[Opening LISTED RECORDS section]
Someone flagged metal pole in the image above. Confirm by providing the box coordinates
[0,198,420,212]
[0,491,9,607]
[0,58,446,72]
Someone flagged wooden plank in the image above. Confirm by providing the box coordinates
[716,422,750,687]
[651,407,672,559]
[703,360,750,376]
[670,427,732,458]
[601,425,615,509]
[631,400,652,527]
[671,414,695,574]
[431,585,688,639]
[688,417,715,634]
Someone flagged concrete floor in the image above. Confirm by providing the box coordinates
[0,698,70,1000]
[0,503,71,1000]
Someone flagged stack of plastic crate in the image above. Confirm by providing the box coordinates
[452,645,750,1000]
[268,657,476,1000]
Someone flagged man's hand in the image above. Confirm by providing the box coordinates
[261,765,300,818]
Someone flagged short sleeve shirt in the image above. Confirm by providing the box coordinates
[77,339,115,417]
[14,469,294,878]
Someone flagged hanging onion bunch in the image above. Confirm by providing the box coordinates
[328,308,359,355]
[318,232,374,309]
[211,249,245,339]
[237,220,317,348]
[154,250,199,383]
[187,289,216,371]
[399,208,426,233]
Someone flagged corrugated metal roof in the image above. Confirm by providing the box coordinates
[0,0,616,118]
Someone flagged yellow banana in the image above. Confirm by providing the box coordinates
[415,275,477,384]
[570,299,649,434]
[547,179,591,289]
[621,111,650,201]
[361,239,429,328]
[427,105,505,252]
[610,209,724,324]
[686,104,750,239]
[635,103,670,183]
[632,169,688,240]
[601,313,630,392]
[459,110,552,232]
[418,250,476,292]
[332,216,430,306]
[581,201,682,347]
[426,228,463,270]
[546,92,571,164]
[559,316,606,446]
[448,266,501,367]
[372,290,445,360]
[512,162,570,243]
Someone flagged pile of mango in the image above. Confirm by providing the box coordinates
[Closing LISTED RECORDS section]
Please return the data above exactly as given.

TASK RESPONSE
Someone flagged metal pole in the image above. Confirm by providing the box coordinates
[0,198,420,212]
[0,491,9,607]
[0,58,446,72]
Someone flagged wooden plank in the image above. Confirm by providing the box coordinates
[716,422,750,687]
[651,407,672,559]
[703,360,750,376]
[670,427,732,458]
[601,425,615,509]
[631,400,652,527]
[671,414,695,574]
[431,585,688,639]
[688,417,715,634]
Someone flagged concrete floor in the image above. Confirm by providing the box coordinates
[0,698,70,1000]
[0,503,71,1000]
Someone flagged stack of plastic crate in the image above. Confirm by providing the box coordinates
[452,645,750,1000]
[268,657,476,1000]
Someone flagged man's hand in the image above. Confirm by providing the box coordinates
[261,765,300,818]
Someone flagged short sleeve shirt in the image above. Confirm by providing the box coordinates
[77,339,115,417]
[14,469,294,878]
Someone flagged hanging onion bunch in the image above. Confirm by providing the box coordinates
[328,308,359,355]
[318,232,374,309]
[211,249,245,339]
[237,220,317,348]
[154,250,199,383]
[187,289,216,371]
[399,208,426,233]
Someone flagged corrugated metal roof in the image above. Confirm by providing the box coordinates
[0,0,616,118]
Someone flagged yellow banana in the image above. Confirm by providing the box coordinates
[415,275,477,384]
[570,299,649,434]
[547,179,591,289]
[621,111,650,201]
[361,239,429,328]
[427,105,505,252]
[610,209,724,324]
[686,104,750,239]
[635,103,670,183]
[632,169,688,240]
[601,313,630,392]
[459,110,552,232]
[418,250,476,292]
[332,216,430,306]
[581,201,682,347]
[426,228,463,270]
[546,92,571,164]
[559,316,606,446]
[448,266,501,367]
[372,290,445,360]
[512,162,570,243]
Someone flagged pile of mango in the image above. Confirm by providing the box coordinates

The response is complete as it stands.